Your instructions:
Extract the opening line of the entries and every line after it, stopping at and including the line that contains "box cloudy sky". Do not include pictures.

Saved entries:

━━━━━━━━

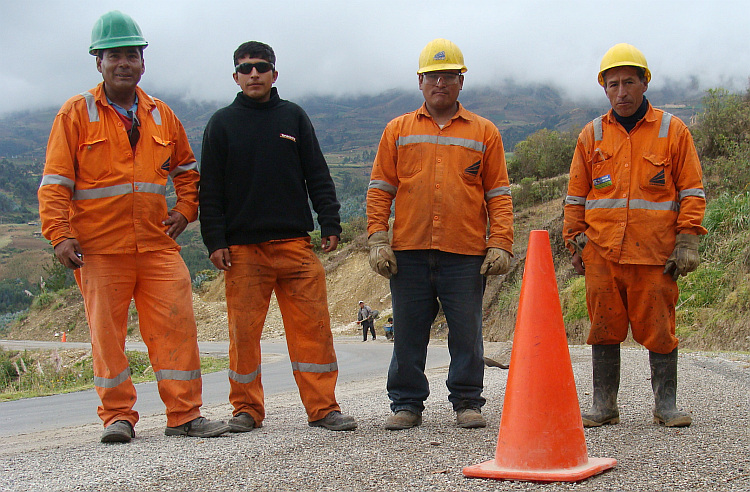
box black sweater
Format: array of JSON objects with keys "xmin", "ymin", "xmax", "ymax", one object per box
[{"xmin": 199, "ymin": 88, "xmax": 341, "ymax": 253}]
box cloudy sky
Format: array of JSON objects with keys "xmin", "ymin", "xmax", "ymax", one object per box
[{"xmin": 2, "ymin": 0, "xmax": 748, "ymax": 116}]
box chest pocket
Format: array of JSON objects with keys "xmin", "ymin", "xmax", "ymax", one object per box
[
  {"xmin": 77, "ymin": 138, "xmax": 111, "ymax": 182},
  {"xmin": 396, "ymin": 143, "xmax": 423, "ymax": 178},
  {"xmin": 151, "ymin": 135, "xmax": 174, "ymax": 177},
  {"xmin": 640, "ymin": 153, "xmax": 673, "ymax": 196},
  {"xmin": 590, "ymin": 147, "xmax": 616, "ymax": 198}
]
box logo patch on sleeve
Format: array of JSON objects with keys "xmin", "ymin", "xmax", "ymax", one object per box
[
  {"xmin": 280, "ymin": 133, "xmax": 296, "ymax": 142},
  {"xmin": 649, "ymin": 169, "xmax": 666, "ymax": 186},
  {"xmin": 593, "ymin": 174, "xmax": 613, "ymax": 189},
  {"xmin": 465, "ymin": 160, "xmax": 480, "ymax": 176},
  {"xmin": 161, "ymin": 157, "xmax": 171, "ymax": 171}
]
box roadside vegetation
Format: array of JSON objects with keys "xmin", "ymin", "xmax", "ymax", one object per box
[{"xmin": 0, "ymin": 346, "xmax": 229, "ymax": 402}]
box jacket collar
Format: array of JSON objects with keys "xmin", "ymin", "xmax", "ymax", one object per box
[
  {"xmin": 92, "ymin": 82, "xmax": 156, "ymax": 113},
  {"xmin": 416, "ymin": 101, "xmax": 473, "ymax": 122},
  {"xmin": 235, "ymin": 87, "xmax": 281, "ymax": 109}
]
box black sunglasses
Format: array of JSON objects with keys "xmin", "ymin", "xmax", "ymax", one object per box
[
  {"xmin": 235, "ymin": 62, "xmax": 275, "ymax": 74},
  {"xmin": 127, "ymin": 111, "xmax": 140, "ymax": 147}
]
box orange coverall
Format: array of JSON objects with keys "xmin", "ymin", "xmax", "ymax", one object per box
[
  {"xmin": 563, "ymin": 105, "xmax": 706, "ymax": 353},
  {"xmin": 38, "ymin": 83, "xmax": 203, "ymax": 427},
  {"xmin": 367, "ymin": 103, "xmax": 513, "ymax": 255}
]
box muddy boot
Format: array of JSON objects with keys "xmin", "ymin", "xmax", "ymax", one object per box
[
  {"xmin": 581, "ymin": 344, "xmax": 621, "ymax": 427},
  {"xmin": 650, "ymin": 348, "xmax": 692, "ymax": 427}
]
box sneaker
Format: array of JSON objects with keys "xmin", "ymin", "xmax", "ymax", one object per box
[
  {"xmin": 165, "ymin": 416, "xmax": 230, "ymax": 438},
  {"xmin": 228, "ymin": 412, "xmax": 256, "ymax": 433},
  {"xmin": 385, "ymin": 410, "xmax": 422, "ymax": 430},
  {"xmin": 101, "ymin": 420, "xmax": 134, "ymax": 443},
  {"xmin": 308, "ymin": 410, "xmax": 357, "ymax": 431},
  {"xmin": 456, "ymin": 408, "xmax": 486, "ymax": 429}
]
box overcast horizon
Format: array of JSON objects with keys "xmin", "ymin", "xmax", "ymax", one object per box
[{"xmin": 2, "ymin": 0, "xmax": 748, "ymax": 117}]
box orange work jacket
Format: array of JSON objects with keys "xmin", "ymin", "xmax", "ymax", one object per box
[
  {"xmin": 38, "ymin": 83, "xmax": 199, "ymax": 254},
  {"xmin": 564, "ymin": 104, "xmax": 706, "ymax": 265},
  {"xmin": 367, "ymin": 103, "xmax": 513, "ymax": 256}
]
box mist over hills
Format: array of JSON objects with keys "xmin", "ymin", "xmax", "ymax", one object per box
[{"xmin": 0, "ymin": 80, "xmax": 706, "ymax": 164}]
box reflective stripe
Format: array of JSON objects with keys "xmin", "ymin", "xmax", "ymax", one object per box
[
  {"xmin": 135, "ymin": 182, "xmax": 167, "ymax": 195},
  {"xmin": 629, "ymin": 199, "xmax": 678, "ymax": 212},
  {"xmin": 80, "ymin": 91, "xmax": 99, "ymax": 123},
  {"xmin": 679, "ymin": 188, "xmax": 706, "ymax": 200},
  {"xmin": 369, "ymin": 179, "xmax": 397, "ymax": 195},
  {"xmin": 228, "ymin": 367, "xmax": 261, "ymax": 385},
  {"xmin": 72, "ymin": 182, "xmax": 167, "ymax": 200},
  {"xmin": 565, "ymin": 195, "xmax": 586, "ymax": 206},
  {"xmin": 397, "ymin": 135, "xmax": 486, "ymax": 152},
  {"xmin": 73, "ymin": 183, "xmax": 133, "ymax": 201},
  {"xmin": 169, "ymin": 161, "xmax": 197, "ymax": 178},
  {"xmin": 485, "ymin": 186, "xmax": 511, "ymax": 200},
  {"xmin": 659, "ymin": 112, "xmax": 673, "ymax": 139},
  {"xmin": 585, "ymin": 198, "xmax": 628, "ymax": 210},
  {"xmin": 94, "ymin": 367, "xmax": 131, "ymax": 389},
  {"xmin": 291, "ymin": 361, "xmax": 338, "ymax": 373},
  {"xmin": 154, "ymin": 369, "xmax": 201, "ymax": 382},
  {"xmin": 39, "ymin": 174, "xmax": 75, "ymax": 191},
  {"xmin": 593, "ymin": 116, "xmax": 603, "ymax": 141}
]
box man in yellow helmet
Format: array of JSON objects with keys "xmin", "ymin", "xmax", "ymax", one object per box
[
  {"xmin": 367, "ymin": 38, "xmax": 514, "ymax": 430},
  {"xmin": 38, "ymin": 11, "xmax": 229, "ymax": 443},
  {"xmin": 563, "ymin": 43, "xmax": 706, "ymax": 428}
]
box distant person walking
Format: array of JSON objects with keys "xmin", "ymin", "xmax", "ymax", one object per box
[
  {"xmin": 564, "ymin": 43, "xmax": 706, "ymax": 428},
  {"xmin": 37, "ymin": 11, "xmax": 229, "ymax": 443},
  {"xmin": 357, "ymin": 301, "xmax": 376, "ymax": 341},
  {"xmin": 199, "ymin": 41, "xmax": 356, "ymax": 432},
  {"xmin": 367, "ymin": 39, "xmax": 514, "ymax": 430}
]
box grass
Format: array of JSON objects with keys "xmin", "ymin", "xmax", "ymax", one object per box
[{"xmin": 0, "ymin": 348, "xmax": 230, "ymax": 402}]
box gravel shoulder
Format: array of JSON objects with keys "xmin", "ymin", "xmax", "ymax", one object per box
[{"xmin": 1, "ymin": 346, "xmax": 749, "ymax": 492}]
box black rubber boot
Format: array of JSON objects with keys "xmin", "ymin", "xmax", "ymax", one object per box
[
  {"xmin": 650, "ymin": 348, "xmax": 692, "ymax": 427},
  {"xmin": 581, "ymin": 344, "xmax": 621, "ymax": 427}
]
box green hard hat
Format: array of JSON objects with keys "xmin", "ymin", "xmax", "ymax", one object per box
[{"xmin": 89, "ymin": 10, "xmax": 148, "ymax": 56}]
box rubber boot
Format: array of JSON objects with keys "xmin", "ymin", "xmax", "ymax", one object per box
[
  {"xmin": 581, "ymin": 344, "xmax": 621, "ymax": 427},
  {"xmin": 650, "ymin": 348, "xmax": 692, "ymax": 427}
]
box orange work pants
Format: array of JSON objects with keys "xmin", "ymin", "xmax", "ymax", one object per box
[
  {"xmin": 75, "ymin": 248, "xmax": 202, "ymax": 428},
  {"xmin": 582, "ymin": 244, "xmax": 679, "ymax": 354},
  {"xmin": 225, "ymin": 237, "xmax": 340, "ymax": 425}
]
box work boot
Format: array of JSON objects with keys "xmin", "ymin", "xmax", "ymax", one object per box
[
  {"xmin": 101, "ymin": 420, "xmax": 134, "ymax": 443},
  {"xmin": 650, "ymin": 348, "xmax": 692, "ymax": 427},
  {"xmin": 581, "ymin": 344, "xmax": 621, "ymax": 427},
  {"xmin": 308, "ymin": 410, "xmax": 357, "ymax": 431},
  {"xmin": 228, "ymin": 412, "xmax": 257, "ymax": 433},
  {"xmin": 165, "ymin": 416, "xmax": 231, "ymax": 437},
  {"xmin": 385, "ymin": 410, "xmax": 422, "ymax": 430},
  {"xmin": 456, "ymin": 408, "xmax": 487, "ymax": 429}
]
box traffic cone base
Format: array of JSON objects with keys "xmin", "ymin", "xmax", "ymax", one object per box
[
  {"xmin": 463, "ymin": 230, "xmax": 616, "ymax": 483},
  {"xmin": 463, "ymin": 456, "xmax": 616, "ymax": 482}
]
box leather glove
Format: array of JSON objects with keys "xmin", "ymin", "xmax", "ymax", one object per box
[
  {"xmin": 368, "ymin": 231, "xmax": 397, "ymax": 279},
  {"xmin": 480, "ymin": 248, "xmax": 512, "ymax": 276},
  {"xmin": 663, "ymin": 233, "xmax": 700, "ymax": 280},
  {"xmin": 566, "ymin": 233, "xmax": 588, "ymax": 256}
]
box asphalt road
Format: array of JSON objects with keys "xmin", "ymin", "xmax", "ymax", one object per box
[{"xmin": 0, "ymin": 337, "xmax": 450, "ymax": 437}]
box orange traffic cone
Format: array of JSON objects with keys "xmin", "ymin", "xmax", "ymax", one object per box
[
  {"xmin": 61, "ymin": 331, "xmax": 66, "ymax": 343},
  {"xmin": 463, "ymin": 230, "xmax": 616, "ymax": 482}
]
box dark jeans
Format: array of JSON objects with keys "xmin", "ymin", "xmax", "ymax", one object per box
[
  {"xmin": 387, "ymin": 250, "xmax": 486, "ymax": 414},
  {"xmin": 362, "ymin": 320, "xmax": 376, "ymax": 340}
]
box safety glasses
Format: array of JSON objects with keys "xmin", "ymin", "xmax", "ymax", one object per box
[
  {"xmin": 127, "ymin": 111, "xmax": 140, "ymax": 147},
  {"xmin": 235, "ymin": 61, "xmax": 275, "ymax": 75},
  {"xmin": 422, "ymin": 72, "xmax": 462, "ymax": 86}
]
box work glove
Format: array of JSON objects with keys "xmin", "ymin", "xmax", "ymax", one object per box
[
  {"xmin": 663, "ymin": 233, "xmax": 700, "ymax": 281},
  {"xmin": 368, "ymin": 231, "xmax": 397, "ymax": 279},
  {"xmin": 566, "ymin": 233, "xmax": 589, "ymax": 256},
  {"xmin": 480, "ymin": 248, "xmax": 512, "ymax": 276}
]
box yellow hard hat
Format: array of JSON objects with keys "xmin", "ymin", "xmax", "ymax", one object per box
[
  {"xmin": 598, "ymin": 43, "xmax": 651, "ymax": 86},
  {"xmin": 417, "ymin": 38, "xmax": 467, "ymax": 74}
]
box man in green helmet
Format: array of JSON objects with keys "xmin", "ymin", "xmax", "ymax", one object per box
[{"xmin": 38, "ymin": 10, "xmax": 230, "ymax": 443}]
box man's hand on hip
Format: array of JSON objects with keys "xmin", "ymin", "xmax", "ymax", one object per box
[
  {"xmin": 163, "ymin": 211, "xmax": 188, "ymax": 239},
  {"xmin": 368, "ymin": 231, "xmax": 397, "ymax": 278}
]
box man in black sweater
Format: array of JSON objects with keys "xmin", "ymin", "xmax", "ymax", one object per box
[{"xmin": 199, "ymin": 41, "xmax": 356, "ymax": 432}]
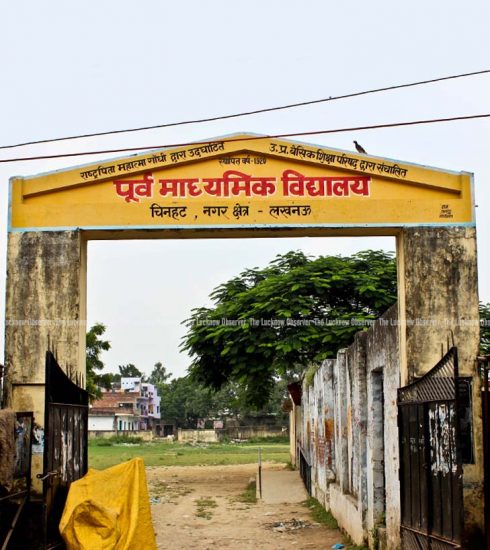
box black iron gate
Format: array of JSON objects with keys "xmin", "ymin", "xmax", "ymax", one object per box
[
  {"xmin": 0, "ymin": 411, "xmax": 33, "ymax": 550},
  {"xmin": 398, "ymin": 347, "xmax": 463, "ymax": 549},
  {"xmin": 478, "ymin": 355, "xmax": 490, "ymax": 550},
  {"xmin": 42, "ymin": 352, "xmax": 88, "ymax": 549},
  {"xmin": 298, "ymin": 446, "xmax": 312, "ymax": 495}
]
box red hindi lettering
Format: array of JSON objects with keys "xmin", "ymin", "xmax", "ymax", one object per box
[
  {"xmin": 349, "ymin": 177, "xmax": 371, "ymax": 196},
  {"xmin": 159, "ymin": 178, "xmax": 200, "ymax": 198},
  {"xmin": 282, "ymin": 169, "xmax": 305, "ymax": 196},
  {"xmin": 113, "ymin": 172, "xmax": 154, "ymax": 203},
  {"xmin": 331, "ymin": 179, "xmax": 350, "ymax": 197}
]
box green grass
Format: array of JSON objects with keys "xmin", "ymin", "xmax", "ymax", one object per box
[
  {"xmin": 89, "ymin": 435, "xmax": 143, "ymax": 446},
  {"xmin": 343, "ymin": 543, "xmax": 369, "ymax": 550},
  {"xmin": 303, "ymin": 497, "xmax": 368, "ymax": 549},
  {"xmin": 237, "ymin": 480, "xmax": 257, "ymax": 504},
  {"xmin": 195, "ymin": 497, "xmax": 218, "ymax": 519},
  {"xmin": 245, "ymin": 435, "xmax": 289, "ymax": 444},
  {"xmin": 303, "ymin": 496, "xmax": 339, "ymax": 529},
  {"xmin": 88, "ymin": 440, "xmax": 290, "ymax": 470}
]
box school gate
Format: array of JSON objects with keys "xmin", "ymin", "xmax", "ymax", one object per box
[{"xmin": 2, "ymin": 134, "xmax": 485, "ymax": 546}]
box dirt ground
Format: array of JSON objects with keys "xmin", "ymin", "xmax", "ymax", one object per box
[{"xmin": 146, "ymin": 463, "xmax": 343, "ymax": 550}]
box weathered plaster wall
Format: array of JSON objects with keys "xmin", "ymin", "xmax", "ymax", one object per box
[
  {"xmin": 4, "ymin": 230, "xmax": 86, "ymax": 491},
  {"xmin": 365, "ymin": 304, "xmax": 400, "ymax": 549},
  {"xmin": 177, "ymin": 429, "xmax": 219, "ymax": 443},
  {"xmin": 299, "ymin": 307, "xmax": 400, "ymax": 548},
  {"xmin": 399, "ymin": 227, "xmax": 479, "ymax": 379},
  {"xmin": 399, "ymin": 227, "xmax": 484, "ymax": 545},
  {"xmin": 295, "ymin": 226, "xmax": 483, "ymax": 547}
]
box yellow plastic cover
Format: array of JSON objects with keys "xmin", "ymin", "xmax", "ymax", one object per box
[{"xmin": 59, "ymin": 457, "xmax": 157, "ymax": 550}]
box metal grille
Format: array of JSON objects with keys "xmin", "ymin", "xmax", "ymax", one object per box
[
  {"xmin": 42, "ymin": 351, "xmax": 88, "ymax": 549},
  {"xmin": 398, "ymin": 347, "xmax": 463, "ymax": 550},
  {"xmin": 478, "ymin": 355, "xmax": 490, "ymax": 549},
  {"xmin": 398, "ymin": 348, "xmax": 457, "ymax": 404},
  {"xmin": 0, "ymin": 412, "xmax": 33, "ymax": 550},
  {"xmin": 298, "ymin": 446, "xmax": 312, "ymax": 495}
]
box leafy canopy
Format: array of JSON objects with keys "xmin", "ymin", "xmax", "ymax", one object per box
[
  {"xmin": 118, "ymin": 363, "xmax": 143, "ymax": 378},
  {"xmin": 154, "ymin": 375, "xmax": 288, "ymax": 427},
  {"xmin": 181, "ymin": 250, "xmax": 397, "ymax": 407},
  {"xmin": 147, "ymin": 362, "xmax": 171, "ymax": 385},
  {"xmin": 86, "ymin": 322, "xmax": 111, "ymax": 400}
]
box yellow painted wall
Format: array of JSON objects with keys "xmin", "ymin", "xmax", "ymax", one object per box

━━━━━━━━

Solution to this problem:
box black sweater
Format: array of JSON objects with keys "xmin", "ymin", "xmax", "ymax", one object per box
[{"xmin": 199, "ymin": 88, "xmax": 341, "ymax": 253}]
box cloudy sky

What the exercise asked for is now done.